Page
Cod Almighty | Match Report
by Tony Butcher
25 February 2022
In the town where it is permanently 1975 the weather was temperate and vaguely autumnal, with grey broken clouds. Town warmed up in the usual way with Lennie Lawrence beaming benignly from a corner flag. There were about 300 Town supporters in the left-hand corner of the big stand behind the goal on the left as viewed on TV. At least we were spared the open toilet and pigeon droppings this time.
There was a very curious tannoy announcement which informed the crowd that the Barnsley Juniors had won Liverpool that morning. We presumed that they beat Liverpool Juniors at football, not won the city in a hoop-la.
Town lined up in what is rapidly becoming the usual away formation – 5-3-2 – as follows: Coyne, McDermott, Bloomer, Groves, Handyside, Gallimore, Butterfield, Coldicott, Campbell, Allen and Clare. Subs were Croudsen, Jeffery, Donovan, Pouton and Rowan. Bloomer played as the left centre-back with Groves in the middle. Coldicott appeared to be the most central of the midfielders, with Butterfield to his right. Barnsley appeared to be playing 4-4-2, with Big Thing Dyer and even Bigger Thing Shipperley up front. Appropriate, as the Barnsley shirt sponsor is, hilariously, Big Thing. That's nearly as bad as Chuppa Chups.
Town kicked off away from the Town supporters. As a variation on the usual theme, the ball was eventually passed to Handyside who carefully chipped it out of play for a goal-kick, rather than a throw-in. The game started in an extremely low key atmosphere, with the only crowd noise emanating from a small knot of Town supporters singing a "witty ditty" about hating Yorkies (and Donovan wasn't yet on the pitch). No atmosphere and no intensity on the pitch. It started like an end-of-season kick about and rarely raised itself thereafter.
Town had the better of the first ten minutes, playing occasional neat tidy football through midfield. There were a couple of shots from Allen (weak, straight at the keeper from 20 yards) and Campbell (firmer, but straight at the keeper from 20 yards from the right-hand edge of the penalty area. It was parried for a corner.).
The first chance of any note to either side came in about the eighth minute after Town kept possession on their right in the centre of the pitch. Butterfield chipped a first-time, curling pass over the top of the Barnsley defence in between their left-back and centre-half. Coldicott ran on from midfield with a defender, who missed the ball as it bounced over him, leaving our bullet-headed hero alone on the corner of the six-yard box. Coldicott tried to dink the ball over the keeper, who parried it back. The ball got trapped between Coldicott's legs, which in turn got trapped between the keeper's arms. They all fell over and they couldn't put Humpty together again. The ball was cleared.

Complete the following
[a] Translate this sentence from the match report into Spanish: "Town had the better of the first ten minutes, playing occasional neat tidy football through midfield."
[b] Duplicate the stretch of the match report from "Cod Almighty |" through "droppings this time.", keeping every word and mark unchanged.
The material comes from a separate source, not from this match report.

Data provided
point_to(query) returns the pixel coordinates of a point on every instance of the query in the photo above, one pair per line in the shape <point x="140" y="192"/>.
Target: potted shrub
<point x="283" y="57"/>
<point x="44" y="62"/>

Answers
[a] Town fue superior en los primeros diez minutos, jugando de vez en cuando un fútbol pulcro y ordenado por el centro del campo.

[b]
Cod Almighty | Match Report
by Tony Butcher
25 February 2022
In the town where it is permanently 1975 the weather was temperate and vaguely autumnal, with grey broken clouds. Town warmed up in the usual way with Lennie Lawrence beaming benignly from a corner flag. There were about 300 Town supporters in the left-hand corner of the big stand behind the goal on the left as viewed on TV. At least we were spared the open toilet and pigeon droppings this time.